>> Begin

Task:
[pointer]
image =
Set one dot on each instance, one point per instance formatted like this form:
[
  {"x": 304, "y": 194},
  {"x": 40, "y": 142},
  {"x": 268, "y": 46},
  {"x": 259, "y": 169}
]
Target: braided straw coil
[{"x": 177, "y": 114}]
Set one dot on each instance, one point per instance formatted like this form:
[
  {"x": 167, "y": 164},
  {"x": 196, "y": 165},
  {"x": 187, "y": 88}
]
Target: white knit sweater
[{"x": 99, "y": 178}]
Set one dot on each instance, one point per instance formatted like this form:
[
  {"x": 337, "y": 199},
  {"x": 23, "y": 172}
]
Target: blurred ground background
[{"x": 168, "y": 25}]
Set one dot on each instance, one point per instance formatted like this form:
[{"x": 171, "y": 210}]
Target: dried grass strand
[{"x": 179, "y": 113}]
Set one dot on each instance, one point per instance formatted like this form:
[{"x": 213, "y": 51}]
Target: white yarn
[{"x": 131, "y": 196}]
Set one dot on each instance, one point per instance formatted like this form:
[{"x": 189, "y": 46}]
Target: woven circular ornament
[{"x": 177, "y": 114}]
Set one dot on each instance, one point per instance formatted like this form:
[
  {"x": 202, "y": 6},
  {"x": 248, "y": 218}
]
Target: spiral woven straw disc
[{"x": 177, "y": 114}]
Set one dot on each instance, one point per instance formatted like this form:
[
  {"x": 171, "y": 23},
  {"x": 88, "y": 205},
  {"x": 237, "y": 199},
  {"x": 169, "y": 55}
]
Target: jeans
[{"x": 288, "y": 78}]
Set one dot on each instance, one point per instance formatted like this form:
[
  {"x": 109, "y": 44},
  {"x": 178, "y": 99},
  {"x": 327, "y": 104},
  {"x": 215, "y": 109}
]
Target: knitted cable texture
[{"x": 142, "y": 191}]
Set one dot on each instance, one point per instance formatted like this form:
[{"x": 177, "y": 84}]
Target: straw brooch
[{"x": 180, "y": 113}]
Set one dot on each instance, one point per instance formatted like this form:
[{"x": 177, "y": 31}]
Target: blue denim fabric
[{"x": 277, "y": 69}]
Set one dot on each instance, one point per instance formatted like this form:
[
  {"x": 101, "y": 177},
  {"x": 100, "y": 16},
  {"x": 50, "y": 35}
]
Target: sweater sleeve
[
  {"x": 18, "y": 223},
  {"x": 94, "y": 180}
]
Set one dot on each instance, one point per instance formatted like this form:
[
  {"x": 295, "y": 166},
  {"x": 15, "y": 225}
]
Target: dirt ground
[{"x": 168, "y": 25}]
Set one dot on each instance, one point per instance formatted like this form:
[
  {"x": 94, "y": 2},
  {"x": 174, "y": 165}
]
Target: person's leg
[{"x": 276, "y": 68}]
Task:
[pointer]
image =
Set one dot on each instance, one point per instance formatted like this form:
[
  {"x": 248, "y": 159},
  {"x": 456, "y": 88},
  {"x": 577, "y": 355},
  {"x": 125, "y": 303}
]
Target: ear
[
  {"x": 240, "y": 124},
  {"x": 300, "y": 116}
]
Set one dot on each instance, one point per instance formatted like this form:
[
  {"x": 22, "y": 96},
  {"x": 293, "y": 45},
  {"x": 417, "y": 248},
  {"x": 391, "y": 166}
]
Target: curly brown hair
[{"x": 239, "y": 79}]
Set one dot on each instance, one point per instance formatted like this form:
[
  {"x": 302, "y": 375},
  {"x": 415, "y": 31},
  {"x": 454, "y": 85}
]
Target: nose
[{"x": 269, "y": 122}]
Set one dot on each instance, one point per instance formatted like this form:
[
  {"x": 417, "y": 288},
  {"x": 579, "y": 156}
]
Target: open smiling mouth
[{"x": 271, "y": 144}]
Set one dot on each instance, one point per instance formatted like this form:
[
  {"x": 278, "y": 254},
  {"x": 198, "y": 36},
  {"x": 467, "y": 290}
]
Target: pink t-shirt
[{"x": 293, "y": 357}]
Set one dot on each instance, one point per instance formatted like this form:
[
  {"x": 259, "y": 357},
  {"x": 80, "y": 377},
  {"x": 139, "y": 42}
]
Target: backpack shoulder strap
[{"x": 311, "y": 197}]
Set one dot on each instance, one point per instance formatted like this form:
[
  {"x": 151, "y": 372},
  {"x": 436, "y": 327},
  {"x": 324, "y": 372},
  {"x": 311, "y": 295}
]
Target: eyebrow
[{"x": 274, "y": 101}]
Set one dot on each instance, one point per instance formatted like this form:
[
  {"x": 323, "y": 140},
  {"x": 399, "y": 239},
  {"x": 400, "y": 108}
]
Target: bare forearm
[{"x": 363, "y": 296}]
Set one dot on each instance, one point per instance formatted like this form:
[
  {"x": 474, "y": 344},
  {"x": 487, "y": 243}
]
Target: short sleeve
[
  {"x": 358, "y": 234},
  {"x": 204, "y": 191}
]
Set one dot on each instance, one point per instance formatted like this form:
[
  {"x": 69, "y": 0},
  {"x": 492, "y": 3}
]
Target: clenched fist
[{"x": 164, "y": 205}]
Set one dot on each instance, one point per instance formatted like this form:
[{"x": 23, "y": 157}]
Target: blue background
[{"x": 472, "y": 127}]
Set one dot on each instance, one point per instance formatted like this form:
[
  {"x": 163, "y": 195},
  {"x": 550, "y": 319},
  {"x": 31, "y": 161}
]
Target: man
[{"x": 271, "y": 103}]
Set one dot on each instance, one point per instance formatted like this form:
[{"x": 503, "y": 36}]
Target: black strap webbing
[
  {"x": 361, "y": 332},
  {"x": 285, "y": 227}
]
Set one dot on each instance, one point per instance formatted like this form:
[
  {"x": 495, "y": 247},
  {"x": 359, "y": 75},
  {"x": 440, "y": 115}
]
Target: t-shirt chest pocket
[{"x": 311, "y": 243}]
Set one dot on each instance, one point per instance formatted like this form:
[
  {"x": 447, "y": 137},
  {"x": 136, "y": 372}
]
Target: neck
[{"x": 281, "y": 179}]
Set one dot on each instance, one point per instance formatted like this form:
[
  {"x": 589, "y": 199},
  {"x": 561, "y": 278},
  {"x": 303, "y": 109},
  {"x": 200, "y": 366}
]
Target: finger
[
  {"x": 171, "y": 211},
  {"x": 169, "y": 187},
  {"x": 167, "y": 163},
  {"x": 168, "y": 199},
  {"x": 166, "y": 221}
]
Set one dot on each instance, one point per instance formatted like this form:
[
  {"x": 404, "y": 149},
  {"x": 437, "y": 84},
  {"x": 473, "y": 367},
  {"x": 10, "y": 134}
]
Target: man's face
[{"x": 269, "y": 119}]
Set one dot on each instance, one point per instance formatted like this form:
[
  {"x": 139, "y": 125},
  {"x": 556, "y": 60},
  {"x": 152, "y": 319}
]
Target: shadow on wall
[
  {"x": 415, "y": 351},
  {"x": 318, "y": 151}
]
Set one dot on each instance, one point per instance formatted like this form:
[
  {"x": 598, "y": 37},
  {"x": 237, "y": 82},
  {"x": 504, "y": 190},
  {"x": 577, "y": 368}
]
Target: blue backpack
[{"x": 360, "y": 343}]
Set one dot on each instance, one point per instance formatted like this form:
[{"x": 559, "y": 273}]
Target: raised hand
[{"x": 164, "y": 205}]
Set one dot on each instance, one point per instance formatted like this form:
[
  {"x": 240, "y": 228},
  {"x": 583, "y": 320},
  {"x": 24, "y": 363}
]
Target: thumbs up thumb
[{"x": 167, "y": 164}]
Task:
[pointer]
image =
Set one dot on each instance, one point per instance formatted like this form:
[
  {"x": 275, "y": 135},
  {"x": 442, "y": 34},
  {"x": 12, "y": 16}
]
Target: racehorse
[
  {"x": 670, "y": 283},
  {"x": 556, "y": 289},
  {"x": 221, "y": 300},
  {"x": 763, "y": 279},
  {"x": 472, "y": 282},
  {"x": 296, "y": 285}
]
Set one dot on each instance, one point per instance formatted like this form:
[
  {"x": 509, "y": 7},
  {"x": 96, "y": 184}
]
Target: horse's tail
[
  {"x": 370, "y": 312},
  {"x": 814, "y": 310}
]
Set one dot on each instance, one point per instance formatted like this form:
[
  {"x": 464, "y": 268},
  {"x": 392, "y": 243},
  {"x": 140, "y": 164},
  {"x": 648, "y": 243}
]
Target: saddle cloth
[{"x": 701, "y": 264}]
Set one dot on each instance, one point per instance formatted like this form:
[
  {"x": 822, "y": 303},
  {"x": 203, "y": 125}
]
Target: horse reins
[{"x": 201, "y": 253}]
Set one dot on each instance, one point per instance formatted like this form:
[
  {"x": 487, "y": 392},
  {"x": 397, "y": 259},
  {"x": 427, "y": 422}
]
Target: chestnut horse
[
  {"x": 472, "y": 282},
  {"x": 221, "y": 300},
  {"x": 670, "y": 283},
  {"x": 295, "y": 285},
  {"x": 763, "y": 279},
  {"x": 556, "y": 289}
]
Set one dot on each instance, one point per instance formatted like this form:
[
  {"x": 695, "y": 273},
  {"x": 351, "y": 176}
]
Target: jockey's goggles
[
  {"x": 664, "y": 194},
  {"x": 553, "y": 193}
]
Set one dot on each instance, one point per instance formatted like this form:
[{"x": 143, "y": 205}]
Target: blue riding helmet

>> End

### [Directive]
Show every line of the records above that contains the word "shirt".

### [Answer for this exercise]
Target: pink t-shirt
Target: t-shirt chest pocket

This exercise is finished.